:: RECORDS SHOWN
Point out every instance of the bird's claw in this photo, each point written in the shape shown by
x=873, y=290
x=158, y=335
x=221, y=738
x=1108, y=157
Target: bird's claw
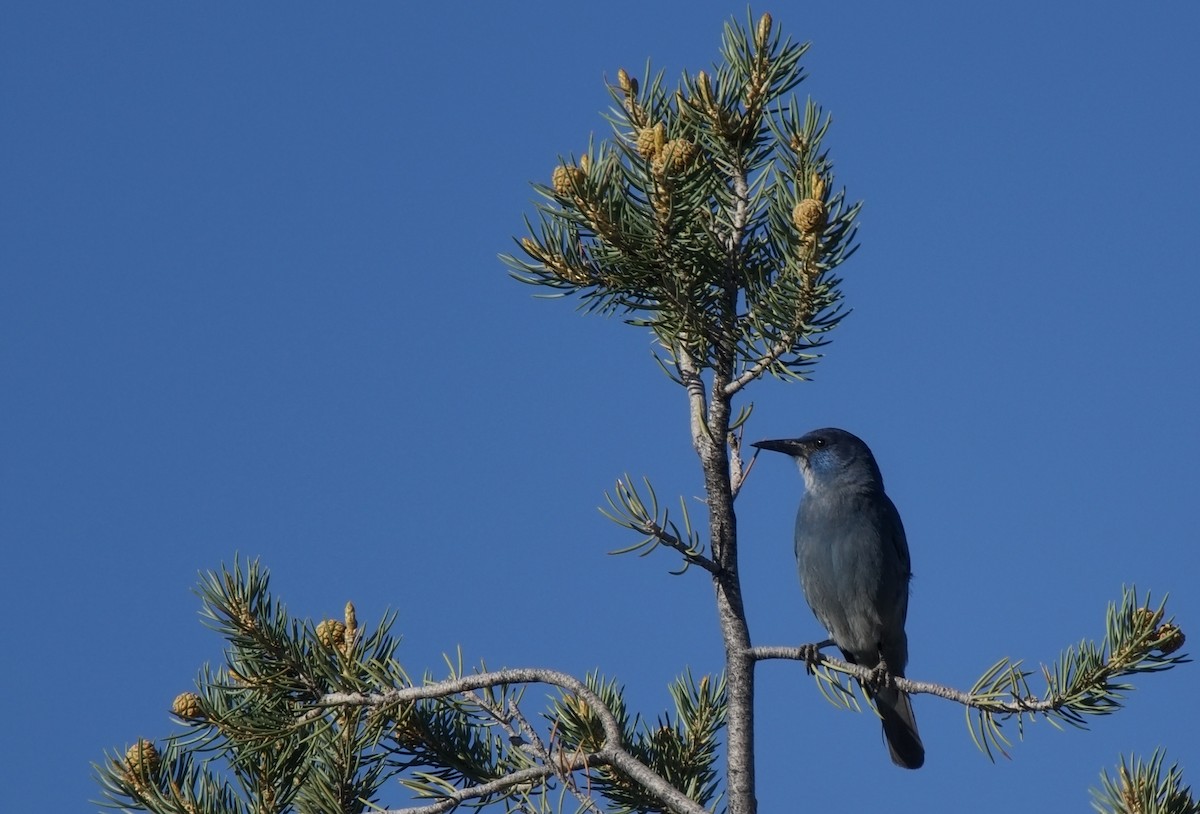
::::
Copy out the records above line for line, without changing a word, and leave the pictures out of your copy.

▸ **PROBLEM SOLUTION**
Point out every instance of the bird's claw in this photo, each point written in the shape shown by
x=873, y=290
x=158, y=335
x=221, y=738
x=1108, y=157
Target: bird's claw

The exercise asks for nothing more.